# Stock digitized logos like Brandsoftheworld.com



## thutch15 (Sep 8, 2008)

Is there any place to get company logos that are already digitized...even if I have to buy them? I have a job to do for the Anytime Fitness company and I would rather not have to digitize their logo since I know it has already been done. Thanks


----------



## John Wilson (Jul 28, 2007)

This is also something i'd like to know as I've been asked to do several different brands logos


----------



## Suemaroo (Jun 25, 2009)

Hi,

I have quite a bit logos. What do you need


----------



## John Wilson (Jul 28, 2007)

I need Relentless logo... thats the main one I need 

Cheers


----------



## thutch15 (Sep 8, 2008)

I need Anytime Fitness.


----------



## MotoskinGraphix (Apr 28, 2006)

If you are doing a job for a company would they not be the best resource for their vector logo.


----------



## stitcherlady (Jan 20, 2009)

There are a few places, there is a link on ...::: WELCOME ::...,
and also on Fast Embroidery Digitizing Tapes Services Home Page
Hope this helps!


----------



## thutch15 (Sep 8, 2008)

I have the vector logo....I need the digitized logo for embroidery. I can make it, but my original question was to see if there is a better way to get them since it is a business and many people out there are going to have made items for a business.

• **Written task**
Please answer these questions on the logo thread:
(a) Which company is thutch15 doing a job for?
(b) Which logo does John Wilson call the main one he needs?
(c) What does thutch15 need the digitized logo for?
Answer from the logo thread alone.

• **Data excerpt**
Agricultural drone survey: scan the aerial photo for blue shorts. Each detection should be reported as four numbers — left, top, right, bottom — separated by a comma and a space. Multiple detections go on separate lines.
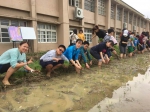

• **Answer to the problem**
(a) Anytime Fitness
(b) The Relentless logo
(c) Embroidery